- **Entries supplied**:
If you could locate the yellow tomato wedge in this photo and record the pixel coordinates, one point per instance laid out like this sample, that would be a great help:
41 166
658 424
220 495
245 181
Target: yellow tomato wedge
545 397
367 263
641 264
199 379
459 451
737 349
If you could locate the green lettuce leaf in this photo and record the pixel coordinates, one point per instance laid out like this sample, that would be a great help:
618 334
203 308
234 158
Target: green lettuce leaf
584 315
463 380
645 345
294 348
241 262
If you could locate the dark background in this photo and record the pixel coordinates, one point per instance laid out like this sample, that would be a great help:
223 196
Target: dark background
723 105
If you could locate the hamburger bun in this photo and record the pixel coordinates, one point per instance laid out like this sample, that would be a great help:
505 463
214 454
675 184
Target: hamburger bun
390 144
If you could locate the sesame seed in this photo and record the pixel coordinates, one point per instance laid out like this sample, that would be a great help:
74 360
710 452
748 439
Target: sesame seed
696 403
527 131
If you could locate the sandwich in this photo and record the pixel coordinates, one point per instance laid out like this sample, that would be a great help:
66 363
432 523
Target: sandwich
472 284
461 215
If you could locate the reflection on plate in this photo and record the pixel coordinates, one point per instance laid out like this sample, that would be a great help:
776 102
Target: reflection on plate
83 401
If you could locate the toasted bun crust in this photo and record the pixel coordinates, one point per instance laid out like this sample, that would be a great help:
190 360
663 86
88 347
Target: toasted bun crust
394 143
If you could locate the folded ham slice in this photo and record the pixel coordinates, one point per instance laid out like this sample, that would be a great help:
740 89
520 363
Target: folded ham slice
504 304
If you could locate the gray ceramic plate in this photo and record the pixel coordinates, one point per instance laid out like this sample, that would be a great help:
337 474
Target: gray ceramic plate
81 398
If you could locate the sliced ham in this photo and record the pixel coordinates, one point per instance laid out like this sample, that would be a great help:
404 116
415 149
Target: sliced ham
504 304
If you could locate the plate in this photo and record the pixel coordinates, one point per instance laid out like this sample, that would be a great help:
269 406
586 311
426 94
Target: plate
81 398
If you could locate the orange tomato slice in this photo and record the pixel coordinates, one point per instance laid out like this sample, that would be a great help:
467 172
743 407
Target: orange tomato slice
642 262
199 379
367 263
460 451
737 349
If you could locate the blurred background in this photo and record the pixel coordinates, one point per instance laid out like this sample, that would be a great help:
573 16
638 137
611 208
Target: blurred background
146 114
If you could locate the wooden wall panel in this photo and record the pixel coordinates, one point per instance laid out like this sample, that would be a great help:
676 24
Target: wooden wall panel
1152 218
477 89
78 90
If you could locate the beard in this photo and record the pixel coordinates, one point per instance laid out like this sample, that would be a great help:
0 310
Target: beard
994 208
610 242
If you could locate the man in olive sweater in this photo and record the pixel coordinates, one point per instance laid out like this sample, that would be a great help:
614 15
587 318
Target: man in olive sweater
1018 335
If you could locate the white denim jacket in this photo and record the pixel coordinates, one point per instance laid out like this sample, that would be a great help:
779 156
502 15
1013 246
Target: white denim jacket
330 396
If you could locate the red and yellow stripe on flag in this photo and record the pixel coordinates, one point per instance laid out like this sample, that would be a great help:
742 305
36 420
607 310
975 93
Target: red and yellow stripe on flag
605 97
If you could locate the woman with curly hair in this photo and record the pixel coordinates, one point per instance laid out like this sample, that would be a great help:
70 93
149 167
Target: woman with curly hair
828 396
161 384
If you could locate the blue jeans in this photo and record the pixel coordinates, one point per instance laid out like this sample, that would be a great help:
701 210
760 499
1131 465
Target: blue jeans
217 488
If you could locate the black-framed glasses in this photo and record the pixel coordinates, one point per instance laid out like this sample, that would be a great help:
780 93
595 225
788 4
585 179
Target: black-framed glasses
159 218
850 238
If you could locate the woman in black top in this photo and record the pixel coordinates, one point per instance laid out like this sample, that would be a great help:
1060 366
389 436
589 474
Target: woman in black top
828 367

- **Required work**:
Output each line of the records above exactly.

- **Result for this task**:
If you could locate the yellow tomato wedge in this photo and record the pixel coordinates, one point per instance laid out like this sample, that would be a great help:
41 166
658 424
220 495
245 181
Target: yellow tomato wedge
545 397
367 263
641 264
199 379
459 451
737 349
If you could locate the green lettuce leaf in this photo and record the pixel coordinates, one point per instance laid out like this sample, that would be a great help:
618 334
203 308
234 158
Target: green lettuce leaf
584 315
463 380
645 345
294 348
241 262
If you could locate the dark background in this photo and record the pixel coordinates, one point per instance laid out like this sample, that would be a great help:
223 196
Target: dark background
723 105
If you could locate the hamburger bun in this photo and record the pixel coordinates, one point per instance laid out like this sample, that would be a great help:
505 463
214 454
675 184
Target: hamburger bun
390 144
If you could locate the sesame seed in this photo and record the pixel coordinates, one point per instance laid out like this sample, that would be a great help:
74 360
710 452
748 439
Target: sesame seed
696 403
527 131
If you could locate the sandwich in this photo and record the pixel coordinates, one point per instance laid out like this sample, that would be a great help:
66 363
432 523
Target: sandwich
472 284
461 215
If you could locate the reflection on plate in this photo and record the pixel coordinates, one point per instance laid out like this sample, that would be a great help:
776 102
Target: reflection on plate
83 401
If you could locate the toasted bun crust in this photo and record the pixel coordinates, one point per instance laid out like this sample, that would be a great help:
190 360
663 86
88 347
Target: toasted bun crust
394 143
If you could locate the folded ham slice in this photo and record the pixel coordinates, one point per instance laid out like this sample, that would be a great help:
740 89
520 363
Target: folded ham slice
504 304
If you could locate the gray ceramic plate in this photo and record the pixel coordinates, one point per instance laid out like this sample, that would be a great help:
337 474
Target: gray ceramic plate
81 398
If you could locate the sliced ham in this photo and record the pixel coordinates, one point per instance laid out like this sample, that would be a great help:
404 116
415 149
Target: sliced ham
504 304
If you could locate the plate in this photo and record the pixel coordinates, one point per instance laid out like this sample, that would be a great help:
269 406
586 311
426 94
Target: plate
81 398
If you could locate the orange tomato slice in this photo and record the pixel coordinates, one point per instance laid out like this sample, that would be a great help:
467 172
743 407
Target: orange tomato slice
642 262
199 379
367 263
460 451
737 349
If you could locate the blurred background in this photo and record the pixel coordinates, one point per instance laid out like this sample, that would be a great help:
573 16
638 137
611 208
Target: blurred background
146 114
If you could locate the wooden wall panel in this photo and record the pixel coordinates, one point per instance laid out like this sample, that would be a great help:
676 24
Target: wooden wall panel
1152 218
477 89
78 90
If you could locate the beard in this photo and record the pixel coordinates, one point per instance laid out like this sample, that would be a great help:
0 310
Target: beard
994 208
610 242
If you could locate the man in olive sweater in this photo and record the pixel coordinates, one point per instance laid out like this sample, that would be a great help:
614 15
587 318
Target: man in olive sweater
1018 335
If you could locate the white denim jacket in this photo and record the pixel coordinates, one point per instance laid out like this sample, that would be a great help:
779 156
502 15
1013 246
Target: white denim jacket
330 396
If you could locate the red and yellow stripe on flag in this photo and record the pixel coordinates, one point per instance laid out like this sample, that would be a great help:
742 305
36 420
607 310
975 93
Target: red and yellow stripe on flag
605 97
If you could locate the woman with curly hair in this photo and record the pixel coordinates, one point per instance laid out like this sample, that would be a great help:
70 93
149 167
Target: woman with curly hair
828 396
161 384
If you could locate the blue jeans in this photo and record the pixel coordinates, one point per instance laid out like this sample, that would be a great help:
701 210
760 499
1131 465
Target: blue jeans
217 488
If you could locate the black-framed glasses in this photo and record the pixel coordinates, one point per instance laid out like this sample, that would be a great help:
780 93
595 225
788 4
585 179
Target: black-framed glasses
159 218
850 238
If you could locate the woman in black top in this photo and record the pixel coordinates, one point per instance laid out like this sample, that would be a great help:
1060 366
389 436
589 474
Target: woman in black top
828 367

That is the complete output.